**Stated goal**
Keep only the lines of the listing below that contain the string "block". The match is case-sensitive.

**Listing**

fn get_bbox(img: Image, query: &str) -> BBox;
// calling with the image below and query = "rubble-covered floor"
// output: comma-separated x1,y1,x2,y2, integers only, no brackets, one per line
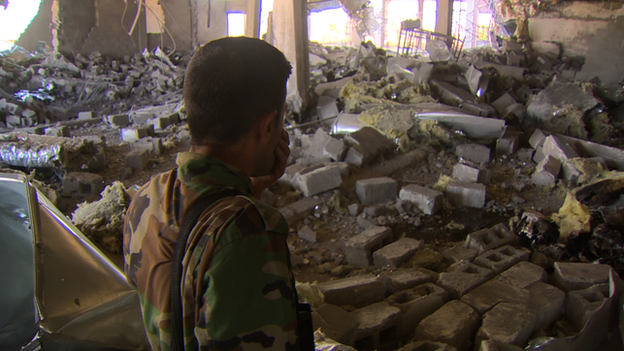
0,42,624,350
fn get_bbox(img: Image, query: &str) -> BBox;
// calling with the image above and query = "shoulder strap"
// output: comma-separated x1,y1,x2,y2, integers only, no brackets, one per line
171,189,240,351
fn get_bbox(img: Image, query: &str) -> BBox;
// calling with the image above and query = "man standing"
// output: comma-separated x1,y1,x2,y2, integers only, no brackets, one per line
123,37,299,350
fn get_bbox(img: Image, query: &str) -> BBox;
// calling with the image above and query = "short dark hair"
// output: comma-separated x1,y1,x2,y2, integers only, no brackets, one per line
184,37,292,145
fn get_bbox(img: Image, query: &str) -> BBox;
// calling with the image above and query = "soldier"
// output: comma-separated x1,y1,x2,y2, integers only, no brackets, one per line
123,37,299,351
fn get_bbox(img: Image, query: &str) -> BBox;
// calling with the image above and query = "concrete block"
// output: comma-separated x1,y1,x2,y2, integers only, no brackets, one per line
126,150,150,172
453,163,490,184
531,155,561,186
565,284,609,330
496,261,547,289
386,283,446,340
516,148,535,162
278,198,323,226
397,341,457,351
78,111,93,119
312,303,358,346
479,340,524,351
316,274,385,308
528,282,566,331
121,127,149,143
529,129,546,149
106,113,130,127
373,238,420,268
416,301,481,351
399,184,444,215
355,177,398,204
344,226,392,268
297,225,317,243
553,262,612,292
446,180,486,208
455,144,490,163
474,245,531,274
542,135,579,164
437,261,494,299
381,269,436,295
43,126,71,138
475,302,535,347
461,279,529,315
465,223,518,255
62,172,104,198
442,242,479,264
293,167,342,197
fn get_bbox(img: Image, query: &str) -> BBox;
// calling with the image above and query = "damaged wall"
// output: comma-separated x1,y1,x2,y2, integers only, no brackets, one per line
529,1,624,82
17,0,54,51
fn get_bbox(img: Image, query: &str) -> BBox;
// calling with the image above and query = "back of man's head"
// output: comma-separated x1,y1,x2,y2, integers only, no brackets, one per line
184,37,291,145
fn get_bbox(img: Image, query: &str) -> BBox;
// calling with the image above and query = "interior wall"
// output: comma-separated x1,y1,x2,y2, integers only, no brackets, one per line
17,0,54,51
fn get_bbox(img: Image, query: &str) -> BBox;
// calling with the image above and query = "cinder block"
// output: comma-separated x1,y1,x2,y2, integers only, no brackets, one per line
297,225,316,243
461,279,529,315
528,282,566,330
316,274,385,307
475,302,535,347
386,283,446,340
565,284,609,330
474,245,531,274
312,303,358,346
553,262,612,292
345,226,392,268
399,184,444,215
106,114,130,127
62,172,104,198
121,127,149,143
43,126,70,138
126,150,149,172
416,301,481,351
531,155,561,186
465,223,518,255
437,261,494,299
442,242,479,264
529,129,546,150
496,261,547,289
397,341,457,351
293,166,342,197
453,163,490,184
355,177,397,204
446,180,487,208
455,144,490,163
381,269,438,295
516,149,535,162
373,238,420,268
278,198,323,226
542,135,579,164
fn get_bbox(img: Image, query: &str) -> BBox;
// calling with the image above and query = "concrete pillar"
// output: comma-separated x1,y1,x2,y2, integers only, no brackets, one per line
245,0,262,38
272,0,310,106
436,0,453,35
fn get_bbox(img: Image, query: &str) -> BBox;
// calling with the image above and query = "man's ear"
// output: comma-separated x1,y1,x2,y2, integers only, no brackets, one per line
258,110,277,142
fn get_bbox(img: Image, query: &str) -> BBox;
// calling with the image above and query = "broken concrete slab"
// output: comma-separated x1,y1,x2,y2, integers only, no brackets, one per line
355,177,398,204
446,180,486,208
553,262,612,292
344,226,392,268
461,280,529,315
373,238,421,268
399,184,444,215
316,274,385,307
416,301,481,351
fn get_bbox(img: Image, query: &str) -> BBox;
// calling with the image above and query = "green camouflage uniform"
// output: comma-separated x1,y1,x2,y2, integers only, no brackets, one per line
123,152,299,351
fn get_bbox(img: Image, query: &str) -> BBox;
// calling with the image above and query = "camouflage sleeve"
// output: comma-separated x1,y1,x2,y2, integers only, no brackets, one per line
195,224,298,350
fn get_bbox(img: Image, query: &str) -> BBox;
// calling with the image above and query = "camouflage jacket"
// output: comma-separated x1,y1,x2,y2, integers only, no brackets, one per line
123,152,299,351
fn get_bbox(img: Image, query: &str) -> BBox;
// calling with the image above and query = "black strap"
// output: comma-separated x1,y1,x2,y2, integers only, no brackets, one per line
171,189,240,351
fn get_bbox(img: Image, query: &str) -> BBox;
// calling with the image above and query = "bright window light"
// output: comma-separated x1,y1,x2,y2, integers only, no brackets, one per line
228,12,246,37
0,0,41,51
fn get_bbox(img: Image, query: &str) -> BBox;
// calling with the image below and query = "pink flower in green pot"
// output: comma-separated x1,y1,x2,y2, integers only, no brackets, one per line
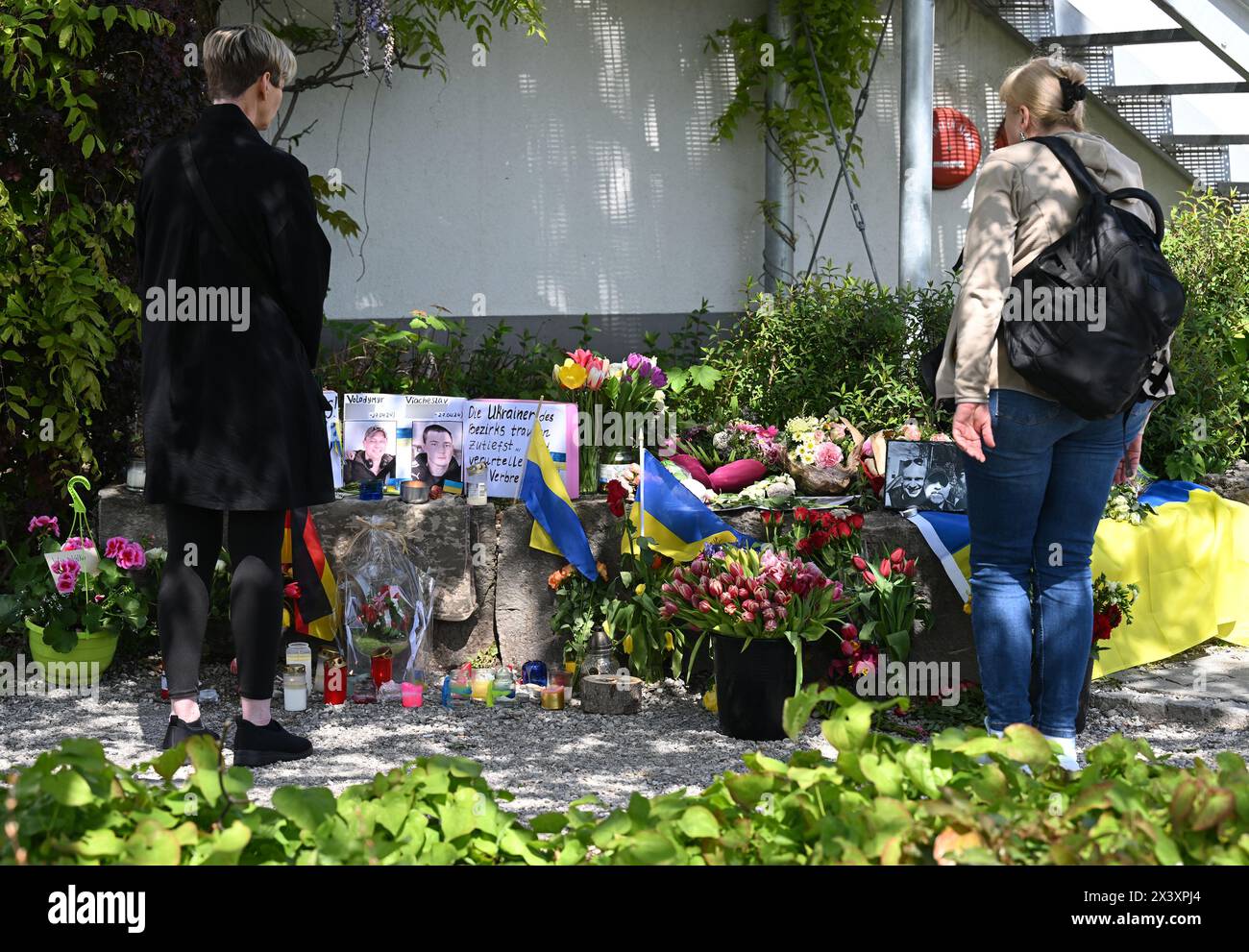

**Worked solution**
// calling with the image above and query = "concrete block"
// calling with the image above and query = "cinder block"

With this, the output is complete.